EXTRACT
I do think that the fashion industry is grossly overhyped in the west. I don't really think it is all that important how someone is dressed, or what their hair looks like. It's the person themselves that matters and people that tend to spend too much time thinking about how they look tend to be vain, egotistical and not very nice people to know.
To judge anyone based on what style of clothes they are wearing is ridiculous! A mass murderer may wear a business suit just as much as they may wear leathers or jeans and a t-shirt.
In these days where almost anything about yourself can be changed - your eye colour through contact lenses, your height through shoes or surgery, your body shape through surgery or exercise or diet, your hair colour through dye, your teeth through dentistry, etc - what can it really mean how someone really looks? If you like the person, but don't like something about how they look, you can get it changed nowadays if you really want to. But if you aren't willing to accept people as they really are and insist on your idea of physical perfection, then, personally, I wouldn't want to know you.
Much of this stems from the ancient Greek premise that good was always beautiful and evil was ugly. Most of the population still think like this, assuming that if someone is pleasant to look at then they must be a nicer person than someone who doesn't look as nice.
This type of judging people based on their looks can be a self-fulfilling prophecy, as people that are rejected because of how they look can sometimes become bitter and vengeful against those that reject them because of how they look. Examples of this can be found in such fictional characters as Frankenstein's monster, or Quasimodo in the Hunchback of Notre Dame, where the characters begin as loving, kind-hearted creatures, but become the monsters that people expect them to be through the mistreatment and rejection of people because of their appearance. I have gone through this kind of thing myself, where the constant rejection and teasing by others because of the way I looked made me bitter and hateful towards others for quite some time. When you are always treated as a freak because of how you look, you do tend start to act like one, living up to how you are treated.

RAW DATA
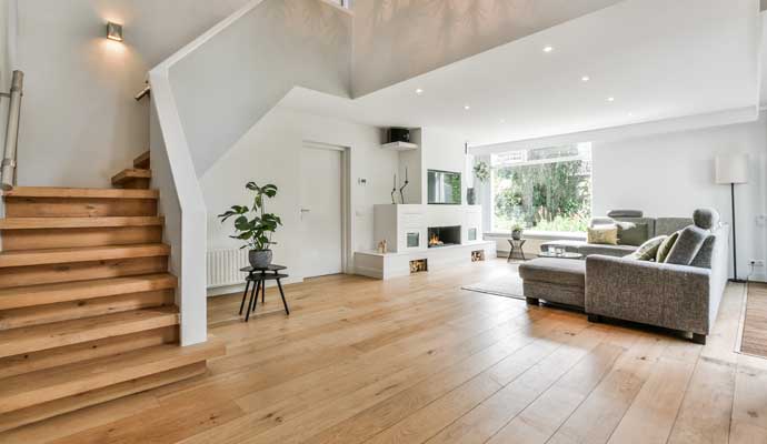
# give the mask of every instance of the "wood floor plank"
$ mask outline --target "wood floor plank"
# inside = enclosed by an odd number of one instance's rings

AIM OF THE TASK
In the essay on judging people by their looks, give again the stretch from "In these days" through "look as nice.", putting "cosmetic procedures" wherever "surgery" appears.

RESPONSE TO THIS TASK
In these days where almost anything about yourself can be changed - your eye colour through contact lenses, your height through shoes or cosmetic procedures, your body shape through cosmetic procedures or exercise or diet, your hair colour through dye, your teeth through dentistry, etc - what can it really mean how someone really looks? If you like the person, but don't like something about how they look, you can get it changed nowadays if you really want to. But if you aren't willing to accept people as they really are and insist on your idea of physical perfection, then, personally, I wouldn't want to know you.
Much of this stems from the ancient Greek premise that good was always beautiful and evil was ugly. Most of the population still think like this, assuming that if someone is pleasant to look at then they must be a nicer person than someone who doesn't look as nice.